» **READING TEXT**
Donald Pittenger writes:

Dear Blowhards --

Public art comes in many forms, noises included.

You might have experienced one example if you've ever flown into Seattle's airport and were in either of terminals B or C. And you really would have noticed it if you had operated one of the water fountains.

When the water lever is pushed, besides the expected stream of water, out come loud gurgling noises ("glup, GLUMP, gurgle, GLUMP!!).

I find the experience so awful that I head for one of the other terminals to slake my thirst.

How do I know this is "art?" Because by each sound-effects equipped drinking fountain is a small plaque proclaiming the name of the "artist" (a guy named Jim Green).

These noisy fountains have been in place for years and it's hard to believe that no one has ever complained. Apparently the only thing complainers can be sure of is that their complaints carry next to no weight with public authorities.

...How many years did it take to remove the "wall" sculpture by the municipal office building near New York's City Hall?...

It'll probably be a long time before SeaTac airport is gurgle-free.



posted by Donald at September 7, 2006


Gosh, I find those life size statues of people sitting on park benches creepy---like real people were demonically turned to stone. I've never encountered drinking fountains with their own soundtrack. I'd think the fountain was broken.

Posted by: annette on September 7, 2006 11:46 AM

I'm a HUGE fan of sound art. I fondly remember the first time I heard something odd while walking over a subway grate in NYC that turned out to be a sound art piece by Max Neuhaus. I also find Serra's large scaled pieces like the removed City Hall wall compelling, especially the way when one walks next to them they seem to induce vertigo. My reaction to hyper real bronze bench sitters can also be described as finding them "creepy". They are also fairly boring and simplistic technical exercises with minimal amounts of artistic inspiration or creativity.

At the end of the day, when I encounter public art that doesn't appeal to me (which is more likely than the reverse) I don't consider complaining or asking for it to be removed. I presume that it DOES appeal to a different section of The Public. I do NOT think we'd be better off if all public art appealed to everyone, even if that were possible. I'm much happier finding some things I like and some I don't, but being exposed to a wider range of work than I otherwise might.

» **JOBS**
1. Output, word for word, the part of the public art post that opens with the words containing "Public art comes" and closes with "GLUMP, gurgle, GLUMP!!).".
2. Go on with the post and comments about public art and Seattle's noisy drinking fountains, starting after its final sentence.

» **DATASET EXTRACT**

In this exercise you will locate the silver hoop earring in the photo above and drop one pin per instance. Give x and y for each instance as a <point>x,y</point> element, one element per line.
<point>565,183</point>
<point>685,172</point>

» **TASK ANSWERS**
1.
Public art comes in many forms, noises included.

You might have experienced one example if you've ever flown into Seattle's airport and were in either of terminals B or C. And you really would have noticed it if you had operated one of the water fountains.

When the water lever is pushed, besides the expected stream of water, out come loud gurgling noises ("glup, GLUMP, gurgle, GLUMP!!).

2.
This posting seems to be another salvo in a regular 2 blowhards series that follows the syllogism: "I do not consider this to be art, therefore it should not be considered art."

Posted by: Chris White on September 7, 2006 3:21 PM

A simple and immediate solution might be to encourage our undocumented brothers to view it as a high-tech urinal.

Posted by: Reg C├Žsar on September 7, 2006 3:37 PM

Chris White: "This posting seems to be another salvo in a regular 2 blowhards series that follows the syllogism: 'I do not consider this to be art, therefore it should not be considered art.'"

You might consider re-reading the piece; I think you'll find this:

"Public art comes in many forms, noises included.

"You might have experienced one example if you've ever flown into Seattle's airport and were in either of terminals B or C."

(I understand how it might be difficult to find, since it's the first two sentences.) As I read this, Donald clearly considers this art, if only of the sort that he dislikes.

Let's compare this to someone else's quote:

"My reaction to hyper real bronze bench sitters can also be described as finding them "creepy". They are also fairly boring and simplistic technical exercises with minimal amounts of artistic inspiration or creativity."

That seems rather more like the sort of thing you are decrying, though it comes from a commenter. I wonder who that was again?

Posted by: Doug Sundseth on September 7, 2006 6:07 PM

It's about as 'artful' as those cute little sprinkler systems in the produce aisle that flash and make thunder noises.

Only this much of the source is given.